**QUELLE**:
════

Ein Auf und Ab der Gefühle

Von DBNA Team

Ich habe schon recht früh gemerkt, dass ich etwas anders als meine Freunde bin. In einer recht konservativ katholischen Familie aufgewachsen ist "Schwulsein" aber erst einmal keine Alternative.

Gerrit, 19: Mit 14 wurde mir immer mehr bewusst, dass ich eher weniger an Frauen als an Männern interessiert bin - immer in der Hoffnung es sei nur eine dieser viel beschworenen Phasen der sexuellen Orientierung, die wieder vorbei ginge. Demnach versuchte ich diese Gefühle möglichst gut zu unterdrücken, was mir mit jedem Jahr schwerer fiel. Bei all den Albernheiten und Männerabenden, bei denen es um die Mädels aus den Nachbarklassen ging, habe ich mich gekonnt zurückgehalten. Nie verlor ich nur ein Wort zu diesem Thema, was aber eher wenig auffällig war, schließlich war ich immer der Vernünftige Spießer, der nun wirklich keines der öffentlichen Klischees eines Schwulen erfüllte. Einen wirklich guten Freund oder die sogenannte "beste Freundin" hatte ich damals nicht, um mich ihm oder ihr anzuvertrauen. So nahm das Versteckspiel seinen Lauf.

════

**AUFGABEN**:
- A) Schreibe aus den Datensätzen den Abschnitt von der Zeile mit „tag=baseball cap“ bis einschließlich der Zeile mit „(0, 60), (600, 400)“ unverändert ab.
- B) Setze den Bericht über Gerrits Versteckspiel nach seinem letzten Satz fort.

(Einige Datensätze)
════

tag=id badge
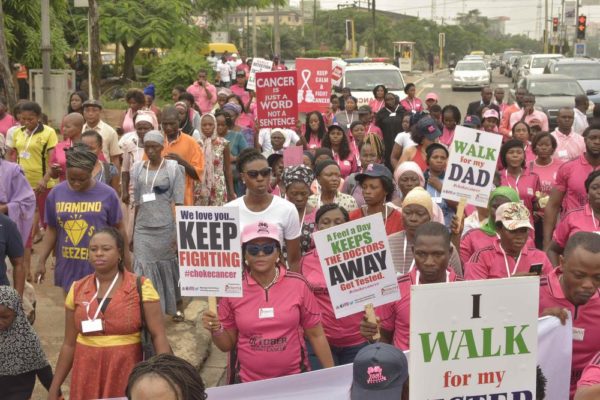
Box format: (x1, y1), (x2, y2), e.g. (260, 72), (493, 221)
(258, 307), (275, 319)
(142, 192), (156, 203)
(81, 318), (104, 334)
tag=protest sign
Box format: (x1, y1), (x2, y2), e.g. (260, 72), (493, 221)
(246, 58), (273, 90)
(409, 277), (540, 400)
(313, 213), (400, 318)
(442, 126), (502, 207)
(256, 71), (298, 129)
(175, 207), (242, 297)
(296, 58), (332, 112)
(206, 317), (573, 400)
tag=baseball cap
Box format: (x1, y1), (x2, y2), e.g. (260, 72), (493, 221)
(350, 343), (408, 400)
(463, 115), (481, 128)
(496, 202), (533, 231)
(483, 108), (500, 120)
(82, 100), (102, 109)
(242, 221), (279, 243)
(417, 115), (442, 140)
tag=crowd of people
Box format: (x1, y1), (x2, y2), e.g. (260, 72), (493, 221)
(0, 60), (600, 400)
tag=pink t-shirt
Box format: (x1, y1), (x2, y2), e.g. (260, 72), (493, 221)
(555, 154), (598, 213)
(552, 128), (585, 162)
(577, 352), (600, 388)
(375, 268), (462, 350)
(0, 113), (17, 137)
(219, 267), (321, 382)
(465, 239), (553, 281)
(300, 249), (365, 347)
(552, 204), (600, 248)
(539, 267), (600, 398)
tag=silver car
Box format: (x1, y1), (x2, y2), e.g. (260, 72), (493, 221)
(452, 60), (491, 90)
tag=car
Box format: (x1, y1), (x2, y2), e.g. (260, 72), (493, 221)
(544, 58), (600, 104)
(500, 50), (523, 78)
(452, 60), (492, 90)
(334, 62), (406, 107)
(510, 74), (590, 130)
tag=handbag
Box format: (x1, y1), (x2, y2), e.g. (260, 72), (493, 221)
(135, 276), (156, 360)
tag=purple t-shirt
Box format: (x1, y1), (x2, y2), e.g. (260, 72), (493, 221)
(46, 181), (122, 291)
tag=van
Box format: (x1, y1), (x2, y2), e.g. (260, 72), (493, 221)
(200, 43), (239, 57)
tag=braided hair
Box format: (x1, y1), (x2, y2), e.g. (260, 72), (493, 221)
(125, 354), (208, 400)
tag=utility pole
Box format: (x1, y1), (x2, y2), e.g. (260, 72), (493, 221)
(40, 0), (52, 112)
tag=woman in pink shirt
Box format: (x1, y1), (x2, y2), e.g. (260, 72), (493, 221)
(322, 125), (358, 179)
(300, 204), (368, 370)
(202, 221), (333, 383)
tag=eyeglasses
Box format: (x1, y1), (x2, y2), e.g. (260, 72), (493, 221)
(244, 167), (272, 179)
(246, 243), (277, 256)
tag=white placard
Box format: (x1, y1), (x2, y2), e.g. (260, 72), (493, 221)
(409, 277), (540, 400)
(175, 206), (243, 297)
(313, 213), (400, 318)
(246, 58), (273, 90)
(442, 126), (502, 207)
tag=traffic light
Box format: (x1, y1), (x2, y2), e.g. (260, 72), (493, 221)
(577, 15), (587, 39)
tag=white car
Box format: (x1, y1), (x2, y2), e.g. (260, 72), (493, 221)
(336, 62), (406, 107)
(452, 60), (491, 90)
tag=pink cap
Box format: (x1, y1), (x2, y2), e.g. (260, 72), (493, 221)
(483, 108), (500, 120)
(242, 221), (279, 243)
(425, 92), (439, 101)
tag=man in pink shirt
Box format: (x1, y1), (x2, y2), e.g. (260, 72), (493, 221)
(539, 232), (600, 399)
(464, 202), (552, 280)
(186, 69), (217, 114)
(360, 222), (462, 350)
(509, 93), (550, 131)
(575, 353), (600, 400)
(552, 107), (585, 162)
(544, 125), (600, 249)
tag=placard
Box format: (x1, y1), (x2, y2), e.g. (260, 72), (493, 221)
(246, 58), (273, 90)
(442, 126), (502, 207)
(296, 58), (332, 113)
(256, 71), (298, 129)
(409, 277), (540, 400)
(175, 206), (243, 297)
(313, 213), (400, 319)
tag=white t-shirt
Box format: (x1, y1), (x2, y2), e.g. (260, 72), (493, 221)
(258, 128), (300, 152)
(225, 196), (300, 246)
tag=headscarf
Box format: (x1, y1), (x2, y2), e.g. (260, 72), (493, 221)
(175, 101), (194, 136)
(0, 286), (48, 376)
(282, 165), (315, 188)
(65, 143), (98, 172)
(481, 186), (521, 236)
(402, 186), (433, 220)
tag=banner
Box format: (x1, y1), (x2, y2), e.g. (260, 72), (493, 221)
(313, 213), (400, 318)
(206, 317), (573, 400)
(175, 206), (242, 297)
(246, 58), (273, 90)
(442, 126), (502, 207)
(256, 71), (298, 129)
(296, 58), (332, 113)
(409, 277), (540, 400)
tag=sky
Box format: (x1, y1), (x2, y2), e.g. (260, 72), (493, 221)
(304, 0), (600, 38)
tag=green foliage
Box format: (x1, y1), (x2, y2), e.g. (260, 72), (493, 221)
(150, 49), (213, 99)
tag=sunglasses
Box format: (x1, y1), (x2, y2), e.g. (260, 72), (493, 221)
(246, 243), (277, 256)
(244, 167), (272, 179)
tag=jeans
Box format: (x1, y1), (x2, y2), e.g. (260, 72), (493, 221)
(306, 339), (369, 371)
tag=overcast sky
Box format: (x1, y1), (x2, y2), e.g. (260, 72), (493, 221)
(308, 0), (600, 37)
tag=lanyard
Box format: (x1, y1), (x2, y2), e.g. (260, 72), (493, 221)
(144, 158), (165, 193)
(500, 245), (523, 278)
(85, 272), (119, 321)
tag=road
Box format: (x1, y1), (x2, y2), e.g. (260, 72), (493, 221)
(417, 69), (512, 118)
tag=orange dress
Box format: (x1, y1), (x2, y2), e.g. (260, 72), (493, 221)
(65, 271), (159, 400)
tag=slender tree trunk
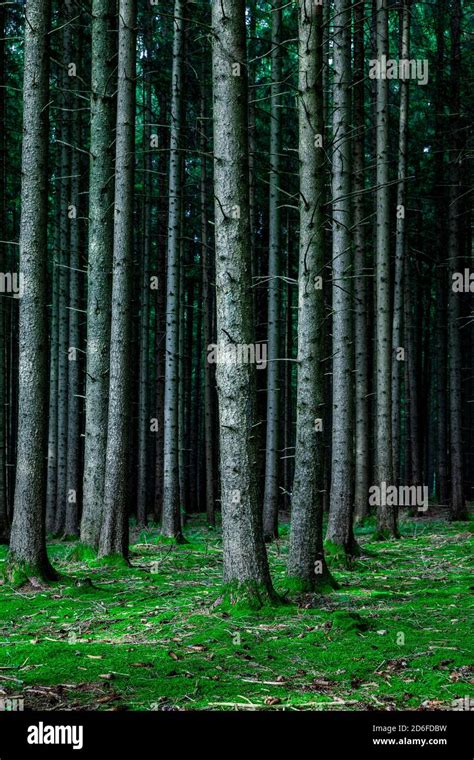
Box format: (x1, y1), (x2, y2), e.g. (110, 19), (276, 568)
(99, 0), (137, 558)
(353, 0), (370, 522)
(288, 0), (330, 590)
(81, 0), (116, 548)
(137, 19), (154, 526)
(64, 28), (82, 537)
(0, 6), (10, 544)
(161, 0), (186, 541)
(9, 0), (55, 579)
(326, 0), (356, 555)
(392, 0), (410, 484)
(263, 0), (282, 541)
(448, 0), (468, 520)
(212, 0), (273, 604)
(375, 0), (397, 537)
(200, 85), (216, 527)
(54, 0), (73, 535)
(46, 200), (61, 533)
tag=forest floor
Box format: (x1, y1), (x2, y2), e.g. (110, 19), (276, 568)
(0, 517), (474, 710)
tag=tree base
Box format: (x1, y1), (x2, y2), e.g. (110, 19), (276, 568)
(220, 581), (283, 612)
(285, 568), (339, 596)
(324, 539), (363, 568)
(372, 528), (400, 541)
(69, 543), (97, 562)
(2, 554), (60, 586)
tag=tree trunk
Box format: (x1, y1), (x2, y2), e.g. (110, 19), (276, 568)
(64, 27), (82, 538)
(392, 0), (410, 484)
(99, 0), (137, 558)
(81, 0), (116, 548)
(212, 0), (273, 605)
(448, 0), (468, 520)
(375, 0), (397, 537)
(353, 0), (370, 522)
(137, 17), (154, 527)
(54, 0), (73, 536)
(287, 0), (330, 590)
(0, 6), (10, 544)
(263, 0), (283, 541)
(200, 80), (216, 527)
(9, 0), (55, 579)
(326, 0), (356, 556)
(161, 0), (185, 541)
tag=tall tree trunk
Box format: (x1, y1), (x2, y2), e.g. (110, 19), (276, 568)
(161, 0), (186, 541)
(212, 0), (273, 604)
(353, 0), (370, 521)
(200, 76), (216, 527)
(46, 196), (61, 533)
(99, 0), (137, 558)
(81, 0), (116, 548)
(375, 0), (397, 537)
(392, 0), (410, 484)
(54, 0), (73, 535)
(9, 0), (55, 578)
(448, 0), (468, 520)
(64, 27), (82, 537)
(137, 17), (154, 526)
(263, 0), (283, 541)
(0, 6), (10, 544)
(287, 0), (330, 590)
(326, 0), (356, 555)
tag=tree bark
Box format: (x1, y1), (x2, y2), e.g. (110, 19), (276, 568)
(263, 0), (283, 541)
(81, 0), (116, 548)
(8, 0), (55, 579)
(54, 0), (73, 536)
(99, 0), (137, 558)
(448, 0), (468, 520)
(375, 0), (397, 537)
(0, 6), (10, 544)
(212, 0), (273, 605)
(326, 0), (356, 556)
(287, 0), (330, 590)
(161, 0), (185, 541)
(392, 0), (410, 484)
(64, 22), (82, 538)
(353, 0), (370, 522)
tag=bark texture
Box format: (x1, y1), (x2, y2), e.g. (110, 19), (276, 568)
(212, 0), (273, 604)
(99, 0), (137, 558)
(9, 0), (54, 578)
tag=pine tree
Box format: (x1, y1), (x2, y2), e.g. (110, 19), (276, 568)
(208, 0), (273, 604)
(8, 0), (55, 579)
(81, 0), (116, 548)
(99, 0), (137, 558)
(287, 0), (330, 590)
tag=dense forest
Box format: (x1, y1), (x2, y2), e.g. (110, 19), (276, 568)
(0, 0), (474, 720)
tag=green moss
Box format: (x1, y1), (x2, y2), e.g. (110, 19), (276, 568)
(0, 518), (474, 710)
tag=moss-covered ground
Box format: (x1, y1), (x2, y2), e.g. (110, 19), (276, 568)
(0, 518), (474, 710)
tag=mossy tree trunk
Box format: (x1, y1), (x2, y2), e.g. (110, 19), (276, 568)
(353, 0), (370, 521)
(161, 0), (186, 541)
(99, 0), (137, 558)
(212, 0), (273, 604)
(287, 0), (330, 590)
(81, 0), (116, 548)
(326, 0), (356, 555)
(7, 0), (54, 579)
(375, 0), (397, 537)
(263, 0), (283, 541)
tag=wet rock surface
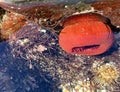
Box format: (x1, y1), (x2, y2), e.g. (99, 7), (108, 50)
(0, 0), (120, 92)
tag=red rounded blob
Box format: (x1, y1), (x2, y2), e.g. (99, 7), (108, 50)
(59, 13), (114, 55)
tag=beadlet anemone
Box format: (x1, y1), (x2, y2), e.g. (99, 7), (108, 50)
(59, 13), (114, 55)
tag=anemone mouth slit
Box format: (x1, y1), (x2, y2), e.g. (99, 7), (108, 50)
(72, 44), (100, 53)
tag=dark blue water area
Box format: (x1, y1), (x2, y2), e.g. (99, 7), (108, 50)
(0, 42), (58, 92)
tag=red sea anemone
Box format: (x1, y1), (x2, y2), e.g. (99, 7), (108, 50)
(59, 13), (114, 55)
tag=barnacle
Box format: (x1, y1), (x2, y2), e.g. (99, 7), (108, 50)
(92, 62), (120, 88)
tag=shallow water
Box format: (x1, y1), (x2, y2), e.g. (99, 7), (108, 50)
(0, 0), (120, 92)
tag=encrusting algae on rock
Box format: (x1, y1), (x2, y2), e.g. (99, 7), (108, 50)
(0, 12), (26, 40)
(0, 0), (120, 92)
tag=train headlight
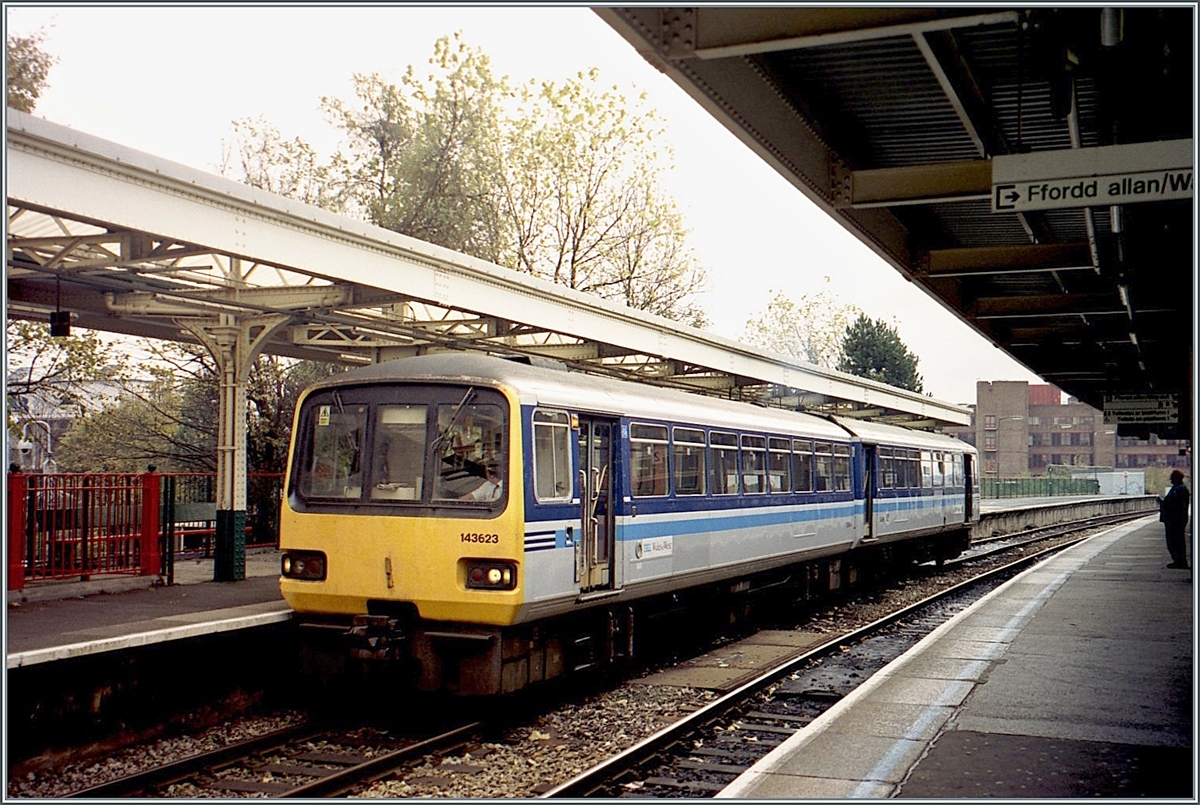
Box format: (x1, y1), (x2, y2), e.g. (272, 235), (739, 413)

════

**GEGEBENE ANTWORTEN**:
- A)
tag=baseball cap
Box format: (x1, y1), (x2, y2), e.g. (260, 72), (493, 221)
(350, 343), (408, 400)
(463, 115), (481, 128)
(496, 202), (533, 231)
(483, 108), (500, 120)
(82, 100), (102, 109)
(242, 221), (279, 243)
(417, 115), (442, 140)
tag=crowd of people
Box format: (x1, y1), (x2, y2), e.g. (260, 72), (493, 221)
(0, 60), (600, 400)

- B)
In der Rolle des ältesten Sohnes einer erfolgreichen und durchaus beliebten Familie kam es zu diesem Zeitpunkt nicht in Frage irgendetwas öffentlich zu machen. Ich fühlte mich irgendwie in der Pflicht, meinen beiden jüngeren Brüdern ein Vorbild zu sein, meine Familie auf meine Weise stolz zu machen. Nachfragen der Großeltern zum Thema Freundin ständig ausweichen zu müssen und zu wissen, dass man die großen Hoffnungen auf Enkel und Urenkel wohl nicht erfüllen würde, machten die Sache wohl eher nicht einfacher. Am meisten weh taten die gemeinsamen Fernsehabende mit Filmen in denen irgendein schwuler Charakter mitspielte und mit Scham darüber hinweg geschwiegen oder gar weg geschaut oder umgeschaltet wurde und die Geburtstagskarten mit liebevoll geschriebenen Texten wie " ... das beste was uns je passiert ist! Bleib so wie du bist. Alles Liebe Mama & Papa" - würde der Text genauso lauten, wenn die beiden es wüssten!?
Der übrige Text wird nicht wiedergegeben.